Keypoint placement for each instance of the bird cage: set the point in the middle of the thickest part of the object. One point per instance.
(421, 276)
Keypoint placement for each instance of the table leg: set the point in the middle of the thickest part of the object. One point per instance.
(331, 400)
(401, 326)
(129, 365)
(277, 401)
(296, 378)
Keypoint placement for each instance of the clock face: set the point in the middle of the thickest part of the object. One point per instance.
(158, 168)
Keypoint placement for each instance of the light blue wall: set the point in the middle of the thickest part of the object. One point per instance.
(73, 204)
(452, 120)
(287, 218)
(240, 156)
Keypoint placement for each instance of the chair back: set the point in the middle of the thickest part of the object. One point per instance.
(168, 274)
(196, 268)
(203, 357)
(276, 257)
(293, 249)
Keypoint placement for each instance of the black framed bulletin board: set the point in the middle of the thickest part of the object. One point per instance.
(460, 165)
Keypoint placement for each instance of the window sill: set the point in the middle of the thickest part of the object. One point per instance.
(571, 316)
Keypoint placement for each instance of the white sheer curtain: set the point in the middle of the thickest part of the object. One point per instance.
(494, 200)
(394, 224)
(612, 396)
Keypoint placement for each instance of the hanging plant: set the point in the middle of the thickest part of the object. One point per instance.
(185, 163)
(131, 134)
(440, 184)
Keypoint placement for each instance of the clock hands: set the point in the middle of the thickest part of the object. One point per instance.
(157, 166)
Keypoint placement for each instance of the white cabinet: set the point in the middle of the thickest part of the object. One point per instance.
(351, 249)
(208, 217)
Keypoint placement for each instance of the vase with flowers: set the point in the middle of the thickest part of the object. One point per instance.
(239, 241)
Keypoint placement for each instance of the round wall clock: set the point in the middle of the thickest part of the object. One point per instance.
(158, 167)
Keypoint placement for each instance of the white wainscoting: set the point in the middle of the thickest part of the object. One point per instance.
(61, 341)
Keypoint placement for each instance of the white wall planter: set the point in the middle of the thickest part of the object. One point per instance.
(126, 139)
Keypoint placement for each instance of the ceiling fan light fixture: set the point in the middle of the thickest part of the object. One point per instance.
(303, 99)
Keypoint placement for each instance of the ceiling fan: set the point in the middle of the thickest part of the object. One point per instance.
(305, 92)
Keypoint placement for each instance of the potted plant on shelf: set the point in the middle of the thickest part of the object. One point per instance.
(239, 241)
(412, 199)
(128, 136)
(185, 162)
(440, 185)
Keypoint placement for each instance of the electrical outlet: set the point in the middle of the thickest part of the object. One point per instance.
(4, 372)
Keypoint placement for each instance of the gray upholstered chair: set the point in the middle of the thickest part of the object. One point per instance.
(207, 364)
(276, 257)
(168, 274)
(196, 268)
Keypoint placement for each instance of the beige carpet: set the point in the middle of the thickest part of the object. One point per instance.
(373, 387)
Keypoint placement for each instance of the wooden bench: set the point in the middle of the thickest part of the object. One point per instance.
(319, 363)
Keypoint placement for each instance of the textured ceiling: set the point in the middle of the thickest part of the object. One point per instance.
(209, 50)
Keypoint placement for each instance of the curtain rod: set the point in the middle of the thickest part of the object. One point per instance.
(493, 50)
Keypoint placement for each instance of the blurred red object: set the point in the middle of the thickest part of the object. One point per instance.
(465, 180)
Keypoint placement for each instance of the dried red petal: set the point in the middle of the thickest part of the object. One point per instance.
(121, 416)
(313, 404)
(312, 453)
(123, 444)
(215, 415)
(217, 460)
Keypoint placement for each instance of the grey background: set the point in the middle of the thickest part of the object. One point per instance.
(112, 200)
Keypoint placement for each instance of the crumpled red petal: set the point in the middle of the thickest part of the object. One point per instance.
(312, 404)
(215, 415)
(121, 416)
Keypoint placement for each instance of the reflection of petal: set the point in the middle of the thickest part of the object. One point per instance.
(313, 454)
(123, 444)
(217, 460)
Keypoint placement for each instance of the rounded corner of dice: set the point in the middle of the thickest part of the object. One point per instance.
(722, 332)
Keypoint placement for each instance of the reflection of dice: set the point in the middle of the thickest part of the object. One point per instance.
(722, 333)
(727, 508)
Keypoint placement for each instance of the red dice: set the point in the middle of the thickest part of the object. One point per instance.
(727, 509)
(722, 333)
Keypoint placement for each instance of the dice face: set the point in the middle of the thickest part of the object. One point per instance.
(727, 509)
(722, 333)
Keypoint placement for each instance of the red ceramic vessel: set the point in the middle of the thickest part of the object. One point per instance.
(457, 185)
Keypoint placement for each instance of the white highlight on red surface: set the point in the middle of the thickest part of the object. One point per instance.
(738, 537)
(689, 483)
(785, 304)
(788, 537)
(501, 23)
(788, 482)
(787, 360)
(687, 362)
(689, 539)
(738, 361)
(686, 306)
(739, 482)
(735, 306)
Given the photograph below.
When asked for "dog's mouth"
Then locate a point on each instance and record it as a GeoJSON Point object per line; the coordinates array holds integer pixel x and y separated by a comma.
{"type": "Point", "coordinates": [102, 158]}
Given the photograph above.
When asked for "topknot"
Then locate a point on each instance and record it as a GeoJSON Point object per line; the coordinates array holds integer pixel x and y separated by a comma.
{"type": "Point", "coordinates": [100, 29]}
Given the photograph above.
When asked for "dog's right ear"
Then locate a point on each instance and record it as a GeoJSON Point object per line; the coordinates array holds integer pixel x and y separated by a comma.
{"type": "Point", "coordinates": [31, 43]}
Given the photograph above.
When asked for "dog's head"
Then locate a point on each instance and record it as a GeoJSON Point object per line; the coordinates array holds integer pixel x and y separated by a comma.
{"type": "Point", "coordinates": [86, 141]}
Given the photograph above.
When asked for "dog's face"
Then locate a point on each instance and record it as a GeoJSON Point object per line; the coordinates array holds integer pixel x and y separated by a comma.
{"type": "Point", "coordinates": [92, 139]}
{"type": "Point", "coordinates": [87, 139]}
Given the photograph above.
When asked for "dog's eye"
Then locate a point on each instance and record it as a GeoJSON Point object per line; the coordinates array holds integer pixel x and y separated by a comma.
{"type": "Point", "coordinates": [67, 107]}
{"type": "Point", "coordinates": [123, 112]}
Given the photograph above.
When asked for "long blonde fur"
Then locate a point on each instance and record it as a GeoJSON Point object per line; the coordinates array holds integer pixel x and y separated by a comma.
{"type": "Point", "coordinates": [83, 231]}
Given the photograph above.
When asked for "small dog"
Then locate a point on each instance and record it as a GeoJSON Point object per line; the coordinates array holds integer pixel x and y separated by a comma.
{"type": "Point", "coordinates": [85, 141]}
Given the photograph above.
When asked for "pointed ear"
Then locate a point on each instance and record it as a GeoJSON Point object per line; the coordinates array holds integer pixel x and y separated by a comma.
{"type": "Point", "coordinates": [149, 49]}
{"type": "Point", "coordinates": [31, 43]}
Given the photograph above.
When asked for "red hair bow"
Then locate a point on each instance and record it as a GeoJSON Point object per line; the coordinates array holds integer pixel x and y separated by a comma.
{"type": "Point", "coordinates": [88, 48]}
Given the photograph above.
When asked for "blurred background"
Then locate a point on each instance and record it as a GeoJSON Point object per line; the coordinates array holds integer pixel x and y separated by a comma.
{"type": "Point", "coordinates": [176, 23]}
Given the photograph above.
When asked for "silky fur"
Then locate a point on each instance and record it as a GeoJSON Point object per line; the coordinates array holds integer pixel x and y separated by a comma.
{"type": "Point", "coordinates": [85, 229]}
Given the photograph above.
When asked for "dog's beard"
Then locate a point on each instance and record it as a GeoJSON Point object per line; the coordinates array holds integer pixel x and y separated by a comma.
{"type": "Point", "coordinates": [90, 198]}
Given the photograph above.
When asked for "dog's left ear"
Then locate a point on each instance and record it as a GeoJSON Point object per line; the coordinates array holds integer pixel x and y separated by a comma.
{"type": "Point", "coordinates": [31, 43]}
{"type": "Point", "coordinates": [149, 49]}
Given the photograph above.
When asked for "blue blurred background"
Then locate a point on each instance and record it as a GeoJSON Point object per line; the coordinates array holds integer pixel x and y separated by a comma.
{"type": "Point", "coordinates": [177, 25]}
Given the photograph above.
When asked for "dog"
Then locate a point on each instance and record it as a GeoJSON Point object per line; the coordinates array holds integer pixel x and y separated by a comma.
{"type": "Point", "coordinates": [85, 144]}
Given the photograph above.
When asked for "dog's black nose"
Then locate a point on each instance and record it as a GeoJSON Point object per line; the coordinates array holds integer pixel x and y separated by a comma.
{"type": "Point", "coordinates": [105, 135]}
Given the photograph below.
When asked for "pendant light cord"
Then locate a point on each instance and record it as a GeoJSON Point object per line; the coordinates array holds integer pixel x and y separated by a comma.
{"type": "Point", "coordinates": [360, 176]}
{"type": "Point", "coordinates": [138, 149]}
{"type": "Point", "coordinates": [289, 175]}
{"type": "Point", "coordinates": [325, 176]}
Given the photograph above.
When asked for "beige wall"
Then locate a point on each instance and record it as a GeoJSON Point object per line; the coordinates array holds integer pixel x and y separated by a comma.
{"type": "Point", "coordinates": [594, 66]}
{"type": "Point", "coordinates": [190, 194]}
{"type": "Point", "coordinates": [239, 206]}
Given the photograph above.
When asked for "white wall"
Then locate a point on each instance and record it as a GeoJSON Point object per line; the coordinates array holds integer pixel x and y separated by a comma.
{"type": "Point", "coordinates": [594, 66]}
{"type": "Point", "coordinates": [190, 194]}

- - - - -

Instruction >> How many lines of the records contain the word "beige"? Reply with the number only.

Written solution >> 2